Supplied data:
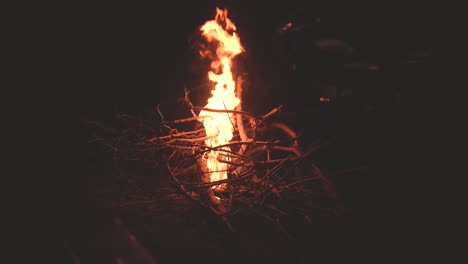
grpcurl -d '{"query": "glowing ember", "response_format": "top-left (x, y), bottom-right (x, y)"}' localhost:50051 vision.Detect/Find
top-left (200, 8), bottom-right (244, 187)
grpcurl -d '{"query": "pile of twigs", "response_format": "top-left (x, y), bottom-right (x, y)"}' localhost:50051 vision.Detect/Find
top-left (85, 79), bottom-right (340, 233)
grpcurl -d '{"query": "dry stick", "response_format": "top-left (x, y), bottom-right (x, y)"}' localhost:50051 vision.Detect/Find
top-left (193, 106), bottom-right (262, 120)
top-left (147, 128), bottom-right (205, 142)
top-left (166, 163), bottom-right (235, 233)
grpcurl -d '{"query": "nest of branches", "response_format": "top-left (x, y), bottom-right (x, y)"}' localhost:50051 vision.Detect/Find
top-left (86, 78), bottom-right (336, 233)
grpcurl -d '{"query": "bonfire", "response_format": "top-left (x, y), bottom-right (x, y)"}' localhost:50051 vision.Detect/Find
top-left (85, 8), bottom-right (340, 230)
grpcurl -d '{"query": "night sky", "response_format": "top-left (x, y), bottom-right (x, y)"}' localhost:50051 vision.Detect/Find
top-left (35, 0), bottom-right (462, 262)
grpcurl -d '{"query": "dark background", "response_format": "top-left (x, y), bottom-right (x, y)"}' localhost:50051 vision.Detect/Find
top-left (33, 0), bottom-right (463, 262)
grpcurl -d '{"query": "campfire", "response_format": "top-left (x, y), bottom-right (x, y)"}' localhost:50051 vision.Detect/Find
top-left (87, 8), bottom-right (334, 233)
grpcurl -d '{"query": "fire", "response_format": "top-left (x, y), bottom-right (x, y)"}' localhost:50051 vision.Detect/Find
top-left (200, 8), bottom-right (244, 187)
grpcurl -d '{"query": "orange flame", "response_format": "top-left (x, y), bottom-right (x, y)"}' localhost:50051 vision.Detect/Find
top-left (200, 8), bottom-right (244, 187)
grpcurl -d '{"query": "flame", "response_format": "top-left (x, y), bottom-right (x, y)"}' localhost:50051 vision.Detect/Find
top-left (200, 8), bottom-right (244, 187)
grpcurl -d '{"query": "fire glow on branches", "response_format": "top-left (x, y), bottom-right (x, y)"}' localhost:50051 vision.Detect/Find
top-left (199, 8), bottom-right (244, 186)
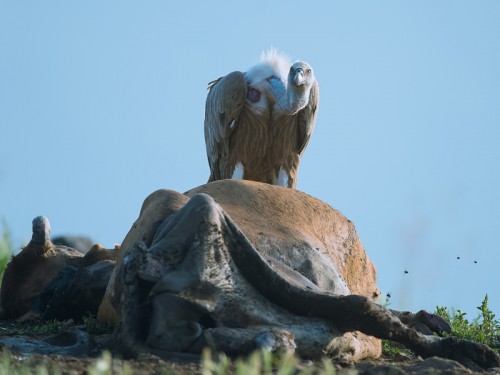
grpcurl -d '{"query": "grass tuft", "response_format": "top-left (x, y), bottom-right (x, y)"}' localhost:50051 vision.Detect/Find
top-left (0, 220), bottom-right (13, 285)
top-left (434, 294), bottom-right (500, 352)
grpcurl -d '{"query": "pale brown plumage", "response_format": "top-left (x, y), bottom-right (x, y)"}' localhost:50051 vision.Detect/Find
top-left (205, 51), bottom-right (319, 188)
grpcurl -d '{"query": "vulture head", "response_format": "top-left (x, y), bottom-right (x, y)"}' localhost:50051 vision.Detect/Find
top-left (267, 61), bottom-right (315, 115)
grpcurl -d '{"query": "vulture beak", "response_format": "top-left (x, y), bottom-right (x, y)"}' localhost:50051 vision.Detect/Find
top-left (293, 68), bottom-right (304, 86)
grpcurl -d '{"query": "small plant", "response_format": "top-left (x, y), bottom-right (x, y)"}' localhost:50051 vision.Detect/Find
top-left (83, 313), bottom-right (114, 335)
top-left (434, 294), bottom-right (500, 351)
top-left (6, 319), bottom-right (64, 336)
top-left (0, 220), bottom-right (12, 285)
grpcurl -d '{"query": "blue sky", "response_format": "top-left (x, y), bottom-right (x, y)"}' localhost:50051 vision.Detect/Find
top-left (0, 0), bottom-right (500, 317)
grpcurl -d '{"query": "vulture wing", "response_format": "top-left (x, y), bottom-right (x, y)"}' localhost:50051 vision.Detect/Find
top-left (297, 80), bottom-right (319, 156)
top-left (205, 72), bottom-right (247, 181)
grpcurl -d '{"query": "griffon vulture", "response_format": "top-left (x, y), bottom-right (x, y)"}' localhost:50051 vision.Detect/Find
top-left (205, 50), bottom-right (319, 188)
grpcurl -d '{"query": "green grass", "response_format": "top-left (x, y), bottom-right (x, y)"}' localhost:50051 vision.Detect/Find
top-left (0, 220), bottom-right (13, 285)
top-left (434, 294), bottom-right (500, 353)
top-left (382, 295), bottom-right (500, 357)
top-left (6, 319), bottom-right (64, 336)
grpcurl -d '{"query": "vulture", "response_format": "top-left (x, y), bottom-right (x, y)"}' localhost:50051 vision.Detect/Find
top-left (205, 49), bottom-right (319, 188)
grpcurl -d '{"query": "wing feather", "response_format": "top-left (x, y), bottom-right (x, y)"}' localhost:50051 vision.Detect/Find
top-left (297, 80), bottom-right (319, 156)
top-left (205, 72), bottom-right (247, 181)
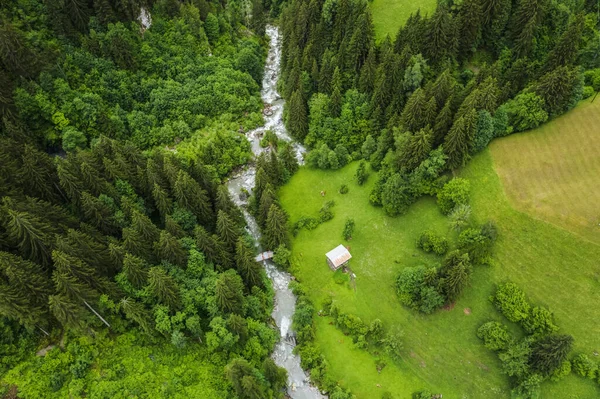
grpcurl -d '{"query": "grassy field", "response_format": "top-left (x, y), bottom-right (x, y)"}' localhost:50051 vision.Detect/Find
top-left (370, 0), bottom-right (437, 40)
top-left (490, 100), bottom-right (600, 244)
top-left (280, 156), bottom-right (600, 399)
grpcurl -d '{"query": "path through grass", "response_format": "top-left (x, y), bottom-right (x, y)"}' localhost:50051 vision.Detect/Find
top-left (280, 151), bottom-right (600, 399)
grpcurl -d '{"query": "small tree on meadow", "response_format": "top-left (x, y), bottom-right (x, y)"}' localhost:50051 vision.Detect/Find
top-left (344, 218), bottom-right (354, 241)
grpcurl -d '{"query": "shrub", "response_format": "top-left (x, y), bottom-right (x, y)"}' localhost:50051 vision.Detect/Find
top-left (493, 283), bottom-right (530, 323)
top-left (449, 204), bottom-right (471, 232)
top-left (457, 228), bottom-right (493, 264)
top-left (417, 231), bottom-right (450, 255)
top-left (343, 218), bottom-right (354, 241)
top-left (319, 201), bottom-right (335, 223)
top-left (581, 86), bottom-right (594, 99)
top-left (523, 306), bottom-right (558, 336)
top-left (571, 353), bottom-right (598, 379)
top-left (437, 178), bottom-right (470, 215)
top-left (477, 321), bottom-right (510, 351)
top-left (356, 161), bottom-right (369, 186)
top-left (550, 360), bottom-right (571, 381)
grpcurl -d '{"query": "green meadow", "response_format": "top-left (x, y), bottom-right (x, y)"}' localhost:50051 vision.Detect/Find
top-left (370, 0), bottom-right (437, 40)
top-left (279, 150), bottom-right (600, 398)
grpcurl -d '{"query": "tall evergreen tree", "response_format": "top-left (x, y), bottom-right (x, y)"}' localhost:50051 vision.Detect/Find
top-left (263, 204), bottom-right (290, 250)
top-left (148, 266), bottom-right (180, 310)
top-left (444, 109), bottom-right (477, 169)
top-left (215, 269), bottom-right (244, 314)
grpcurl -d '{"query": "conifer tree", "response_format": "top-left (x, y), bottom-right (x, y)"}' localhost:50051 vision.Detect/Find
top-left (215, 269), bottom-right (244, 314)
top-left (48, 295), bottom-right (83, 329)
top-left (457, 0), bottom-right (483, 60)
top-left (263, 204), bottom-right (290, 249)
top-left (444, 109), bottom-right (477, 169)
top-left (545, 13), bottom-right (585, 71)
top-left (358, 47), bottom-right (377, 94)
top-left (123, 253), bottom-right (148, 289)
top-left (154, 230), bottom-right (187, 267)
top-left (400, 88), bottom-right (427, 132)
top-left (165, 215), bottom-right (187, 239)
top-left (152, 183), bottom-right (173, 217)
top-left (119, 298), bottom-right (153, 335)
top-left (235, 238), bottom-right (262, 289)
top-left (433, 98), bottom-right (454, 147)
top-left (148, 266), bottom-right (180, 310)
top-left (174, 170), bottom-right (214, 227)
top-left (217, 211), bottom-right (241, 253)
top-left (215, 185), bottom-right (245, 226)
top-left (0, 202), bottom-right (54, 266)
top-left (287, 90), bottom-right (308, 141)
top-left (81, 191), bottom-right (117, 235)
top-left (401, 127), bottom-right (433, 171)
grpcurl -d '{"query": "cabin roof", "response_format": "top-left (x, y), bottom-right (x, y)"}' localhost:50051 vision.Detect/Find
top-left (325, 244), bottom-right (352, 267)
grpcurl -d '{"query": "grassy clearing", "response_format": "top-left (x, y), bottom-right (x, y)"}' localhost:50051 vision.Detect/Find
top-left (491, 100), bottom-right (600, 244)
top-left (370, 0), bottom-right (437, 40)
top-left (280, 155), bottom-right (600, 398)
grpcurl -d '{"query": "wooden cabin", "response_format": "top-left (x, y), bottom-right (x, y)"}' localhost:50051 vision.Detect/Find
top-left (325, 244), bottom-right (352, 271)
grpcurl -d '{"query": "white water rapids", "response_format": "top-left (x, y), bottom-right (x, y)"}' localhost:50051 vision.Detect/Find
top-left (227, 26), bottom-right (325, 399)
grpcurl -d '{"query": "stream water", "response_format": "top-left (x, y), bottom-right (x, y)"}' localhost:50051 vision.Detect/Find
top-left (228, 26), bottom-right (325, 399)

Set exercise:
Extract every line of the records above that contains the word "meadow", treating uppercase and lowercase letters as distinct.

Result below:
grpcurl -d '{"query": "small tree on meadow", "response_format": "top-left (x, y), bottom-right (x, y)"}' localhost:50051 vision.Detect/Find
grpcurl -d '{"query": "green meadow", "response_format": "top-left (x, y), bottom-right (x, y)"}' localhost:50051 vision.Detect/Find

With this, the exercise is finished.